Exercise instructions
Copy the data below exactly, omitting any picture it contains.
━━━━━━━━━━━━━━━━━━━━━━━━━━━━━━
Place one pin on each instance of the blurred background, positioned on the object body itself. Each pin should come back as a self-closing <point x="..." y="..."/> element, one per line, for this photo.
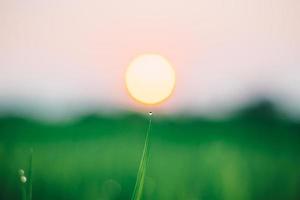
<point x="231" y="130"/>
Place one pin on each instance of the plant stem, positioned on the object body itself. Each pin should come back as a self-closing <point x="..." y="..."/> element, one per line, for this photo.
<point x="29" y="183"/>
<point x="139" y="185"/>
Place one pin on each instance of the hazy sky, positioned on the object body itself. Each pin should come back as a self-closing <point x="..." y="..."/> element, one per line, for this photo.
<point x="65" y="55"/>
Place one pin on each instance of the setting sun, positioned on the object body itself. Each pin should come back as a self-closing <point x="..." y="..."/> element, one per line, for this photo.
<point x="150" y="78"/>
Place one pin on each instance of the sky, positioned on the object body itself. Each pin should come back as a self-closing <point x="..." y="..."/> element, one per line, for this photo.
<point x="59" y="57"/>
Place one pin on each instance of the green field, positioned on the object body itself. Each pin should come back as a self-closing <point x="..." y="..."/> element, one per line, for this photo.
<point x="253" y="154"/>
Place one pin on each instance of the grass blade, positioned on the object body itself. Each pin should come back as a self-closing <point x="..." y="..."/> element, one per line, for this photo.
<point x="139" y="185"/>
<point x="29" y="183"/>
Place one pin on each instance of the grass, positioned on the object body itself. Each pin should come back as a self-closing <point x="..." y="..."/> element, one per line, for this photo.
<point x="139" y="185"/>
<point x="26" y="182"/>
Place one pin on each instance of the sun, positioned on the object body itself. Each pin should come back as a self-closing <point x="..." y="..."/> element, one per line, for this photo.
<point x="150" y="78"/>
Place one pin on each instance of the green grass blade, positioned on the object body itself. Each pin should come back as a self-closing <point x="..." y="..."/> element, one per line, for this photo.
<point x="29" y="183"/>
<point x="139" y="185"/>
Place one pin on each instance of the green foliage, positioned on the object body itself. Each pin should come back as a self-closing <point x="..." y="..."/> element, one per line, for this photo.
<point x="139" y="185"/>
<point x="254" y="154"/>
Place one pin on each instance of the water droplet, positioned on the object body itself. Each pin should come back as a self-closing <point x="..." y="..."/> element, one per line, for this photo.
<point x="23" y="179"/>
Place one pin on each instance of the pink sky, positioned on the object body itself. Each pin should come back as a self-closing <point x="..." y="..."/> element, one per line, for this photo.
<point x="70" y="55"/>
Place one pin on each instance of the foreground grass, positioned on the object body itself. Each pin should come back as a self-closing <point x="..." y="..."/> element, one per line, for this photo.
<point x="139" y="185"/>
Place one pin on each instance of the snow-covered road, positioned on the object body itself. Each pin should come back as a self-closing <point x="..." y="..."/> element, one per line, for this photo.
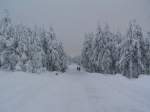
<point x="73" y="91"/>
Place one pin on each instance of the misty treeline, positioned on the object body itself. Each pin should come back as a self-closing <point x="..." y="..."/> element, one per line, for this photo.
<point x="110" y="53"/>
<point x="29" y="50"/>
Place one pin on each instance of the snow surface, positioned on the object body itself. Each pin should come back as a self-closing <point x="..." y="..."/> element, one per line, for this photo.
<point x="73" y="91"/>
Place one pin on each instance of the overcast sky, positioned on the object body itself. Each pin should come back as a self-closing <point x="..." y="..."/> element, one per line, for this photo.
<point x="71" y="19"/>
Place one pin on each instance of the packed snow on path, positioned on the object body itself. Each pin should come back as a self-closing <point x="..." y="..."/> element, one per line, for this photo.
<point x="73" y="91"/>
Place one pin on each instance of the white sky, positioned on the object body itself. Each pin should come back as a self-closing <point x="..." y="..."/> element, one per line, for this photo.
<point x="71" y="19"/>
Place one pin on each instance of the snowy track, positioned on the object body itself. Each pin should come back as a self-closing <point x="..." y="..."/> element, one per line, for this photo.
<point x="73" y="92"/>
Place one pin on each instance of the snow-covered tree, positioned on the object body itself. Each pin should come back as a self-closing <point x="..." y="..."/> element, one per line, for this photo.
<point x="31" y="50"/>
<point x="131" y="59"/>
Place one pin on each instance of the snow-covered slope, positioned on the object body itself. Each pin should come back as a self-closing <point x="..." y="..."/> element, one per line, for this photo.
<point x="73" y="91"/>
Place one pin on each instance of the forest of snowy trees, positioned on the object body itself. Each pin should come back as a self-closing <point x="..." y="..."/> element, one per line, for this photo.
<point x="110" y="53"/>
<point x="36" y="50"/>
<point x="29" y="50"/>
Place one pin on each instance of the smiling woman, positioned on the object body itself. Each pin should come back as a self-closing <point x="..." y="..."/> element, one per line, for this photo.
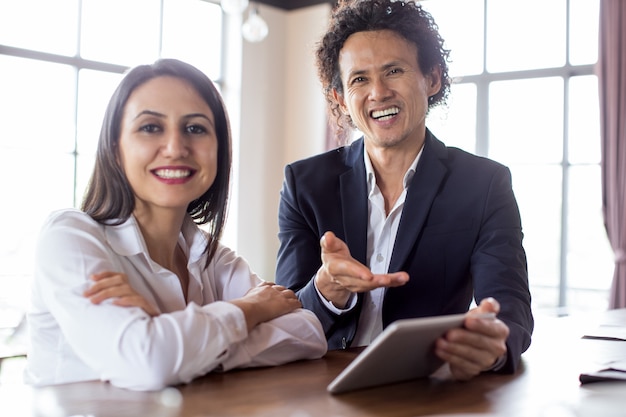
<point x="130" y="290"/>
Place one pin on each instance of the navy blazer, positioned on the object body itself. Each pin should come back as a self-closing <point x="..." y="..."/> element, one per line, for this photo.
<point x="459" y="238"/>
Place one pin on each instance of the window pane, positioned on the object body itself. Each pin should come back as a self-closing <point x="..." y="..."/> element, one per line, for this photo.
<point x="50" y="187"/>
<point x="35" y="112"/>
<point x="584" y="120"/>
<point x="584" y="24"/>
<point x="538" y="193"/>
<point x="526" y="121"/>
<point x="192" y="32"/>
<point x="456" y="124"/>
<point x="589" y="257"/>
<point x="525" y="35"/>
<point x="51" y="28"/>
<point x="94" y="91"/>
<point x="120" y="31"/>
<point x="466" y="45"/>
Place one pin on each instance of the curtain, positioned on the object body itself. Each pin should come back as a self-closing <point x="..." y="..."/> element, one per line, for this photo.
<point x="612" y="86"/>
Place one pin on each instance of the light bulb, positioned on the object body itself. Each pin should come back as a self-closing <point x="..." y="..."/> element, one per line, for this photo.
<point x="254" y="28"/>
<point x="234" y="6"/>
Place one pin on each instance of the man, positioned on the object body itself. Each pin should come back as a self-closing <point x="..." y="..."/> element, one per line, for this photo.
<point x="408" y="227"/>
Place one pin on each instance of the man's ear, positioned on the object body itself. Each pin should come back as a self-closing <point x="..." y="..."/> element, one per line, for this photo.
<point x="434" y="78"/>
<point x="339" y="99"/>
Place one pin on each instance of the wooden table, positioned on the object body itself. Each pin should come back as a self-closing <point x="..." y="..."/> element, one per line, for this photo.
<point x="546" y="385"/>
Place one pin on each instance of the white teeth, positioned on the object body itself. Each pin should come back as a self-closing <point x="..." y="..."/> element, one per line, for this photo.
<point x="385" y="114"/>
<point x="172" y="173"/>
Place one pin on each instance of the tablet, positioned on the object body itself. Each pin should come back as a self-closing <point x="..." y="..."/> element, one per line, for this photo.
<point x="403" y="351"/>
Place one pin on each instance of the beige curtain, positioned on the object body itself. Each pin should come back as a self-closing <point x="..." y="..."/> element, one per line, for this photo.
━━━━━━━━━━━━━━━━━━━━━━━━━━━━━━
Result of this exercise
Place one pin on each instance of the blurred background, positioned on the object body itself. Each pin should come back as a self-closing <point x="..." y="..."/> element, one per line, for this photo.
<point x="231" y="130"/>
Place one pin on each instance of the plant stem, positioned on the object body itself. Each pin should come back as a self-closing <point x="..." y="..."/> element, one per line, for this photo.
<point x="29" y="183"/>
<point x="139" y="185"/>
Place one pin on each instance of the hazy sky, positioned on the object body itself. Each pin should come back as a self-closing <point x="..." y="..."/> element, one per line, for this photo.
<point x="65" y="55"/>
Place one pin on each instance of the setting sun, positioned on the object body itself. Each pin should come back as a self-closing <point x="..." y="..."/> element, one per line, for this photo.
<point x="150" y="78"/>
Place one pin on each instance of the sky, positioned on the object body itself. Each pin should come back as a self-closing <point x="..." y="..."/> element, one per line, for this photo.
<point x="59" y="57"/>
Place one pin on each instance of the green field, positioned on the object body itself. Each pin should come back as a self-closing <point x="..." y="..."/> element, one per line, for this photo.
<point x="253" y="154"/>
Place one pin on each instance of the grass blade, positioned on the object body itself. Each pin should come back as a self-closing <point x="..." y="..."/> element, one per line, for this photo.
<point x="139" y="185"/>
<point x="29" y="183"/>
Place one pin on each instance of the grass, positioned on the object body itself. Each pin should come back as a self-closing <point x="..." y="..."/> element, one per line, for this photo.
<point x="139" y="185"/>
<point x="26" y="182"/>
Place one pin on each instance of the sun, positioned on the object body itself. Each pin should come back as a self-closing <point x="..." y="..."/> element, one per line, for this photo.
<point x="150" y="78"/>
Place one pin on each instance of the green grass blade, positioned on the object body itself. Each pin should come back as a self-closing <point x="..." y="..."/> element, one per line, for this photo.
<point x="29" y="183"/>
<point x="139" y="185"/>
Place one pin on each instance of the green foliage, positioned on the object body itself. Each pin should come back as a self-closing <point x="..." y="..."/> element, one per line, for this photo.
<point x="139" y="185"/>
<point x="254" y="154"/>
Place one pin on each instance of the water droplet, positioned on the object body itself. Each pin should come back as a self-closing <point x="..." y="..."/> element, one per line, for this photo.
<point x="23" y="179"/>
Place one pin on each instance of the pink sky, positioned on the object body itself. Each pin should come back as a self-closing <point x="..." y="..."/> element, one per line, for this photo.
<point x="70" y="55"/>
Place one pin on each instance of the foreground grass, positioned on the object body itself. Each pin should come back as a self-closing <point x="..." y="..."/> element, one per line, for this photo.
<point x="139" y="185"/>
Place one pin on each instance of the snow-covered road, positioned on the object body itself. Each pin should come back as a self-closing <point x="..." y="..."/> element, one per line, for this photo.
<point x="73" y="91"/>
Place one pin on each instance of the misty treeline, positioned on the object body itself. Each pin should come back as a self-closing <point x="..." y="..."/> element, one per line, for this photo.
<point x="110" y="53"/>
<point x="29" y="50"/>
Place one pin on each instance of the snow surface, positioned on the object body itself. Each pin should come back as a self-closing <point x="..." y="..."/> element, one per line, for this photo.
<point x="73" y="91"/>
Place one pin on each instance of the overcast sky, positioned on the object body itself. Each pin should come back as a self-closing <point x="..." y="..."/> element, one per line, for this photo.
<point x="71" y="19"/>
Place one pin on each instance of the packed snow on path, positioned on the object body itself. Each pin should come back as a self-closing <point x="..." y="..."/> element, one per line, for this photo.
<point x="73" y="91"/>
Place one pin on each instance of the white sky, positioned on the object body itself. Each pin should come back as a self-closing <point x="..." y="..."/> element, one per line, for this photo.
<point x="71" y="19"/>
Place one pin on each instance of the snowy track, positioned on the object body itself. Each pin should come back as a self-closing <point x="..." y="..."/> element, one per line, for this photo.
<point x="73" y="92"/>
Place one pin on each instance of the snow-covered tree, positioned on the object body itself. Each pin should come back as a self-closing <point x="..." y="..."/> element, one per line, for this photo.
<point x="31" y="50"/>
<point x="131" y="59"/>
Place one pin on each instance of the snow-covered slope, positioned on the object body itself. Each pin should come back as a self-closing <point x="..." y="..."/> element, one per line, for this photo.
<point x="73" y="91"/>
Place one pin on each instance of the forest of snowy trees, positioned on the object body itself. Each pin should come back as a self-closing <point x="..." y="..."/> element, one per line, for this photo.
<point x="110" y="53"/>
<point x="36" y="50"/>
<point x="29" y="50"/>
Place one pin on each instance of the smiling woman, positioned on the object body itself. Each pin should come back as a self-closing <point x="..." y="..."/> element, one per line, for this photo.
<point x="130" y="290"/>
Place one pin on each instance of the navy blazer, positioned on the object body itself. Each pin should come back as a self-closing <point x="..." y="..."/> element, one per line, for this photo.
<point x="459" y="238"/>
Place one pin on each instance of the window pane, positioned on the object body itself. Each pin should come back as a self-closing <point x="..." y="..."/> element, one per line, for this photo.
<point x="50" y="187"/>
<point x="35" y="112"/>
<point x="584" y="120"/>
<point x="584" y="24"/>
<point x="538" y="193"/>
<point x="526" y="121"/>
<point x="192" y="32"/>
<point x="456" y="124"/>
<point x="589" y="257"/>
<point x="525" y="35"/>
<point x="51" y="28"/>
<point x="94" y="91"/>
<point x="120" y="31"/>
<point x="466" y="45"/>
Place one pin on each instance of the curtain, positioned on the object body itself. Each pin should come back as a self-closing <point x="..." y="..."/> element, one per line, for this photo.
<point x="612" y="86"/>
Place one pin on each instance of the light bulb, positioned on the object body itself. Each pin should come back as a self-closing <point x="..." y="..."/> element, one per line, for this photo.
<point x="254" y="28"/>
<point x="234" y="6"/>
Place one pin on each instance of the man, positioned on the object body itself. Each pin should come back as a self-closing <point x="..." y="..."/> element, one per line, for this photo.
<point x="408" y="227"/>
Place one pin on each instance of the man's ear, positioned on the object body itself. Each pin should come back as a self-closing <point x="..." y="..."/> element, one per line, for this photo.
<point x="434" y="78"/>
<point x="339" y="99"/>
Place one pin on each instance of the wooden table, positioned on the object body itself. Each pin should come back as a self-closing <point x="..." y="..."/> element, one per line, for this photo.
<point x="546" y="385"/>
Place one pin on each instance of the white teeth, positioned on the object body itself. Each pin should come back as a self-closing <point x="..." y="..."/> element, one per line, for this photo.
<point x="385" y="114"/>
<point x="172" y="173"/>
Place one pin on each instance of the tablet, positioned on the object body itself. Each pin should come back as a self-closing <point x="..." y="..."/> element, one per line, for this photo.
<point x="403" y="351"/>
Place one pin on each instance of the beige curtain, positioned on the object body itself. Each pin should come back as a self-closing <point x="..." y="..."/> element, one per line, for this photo.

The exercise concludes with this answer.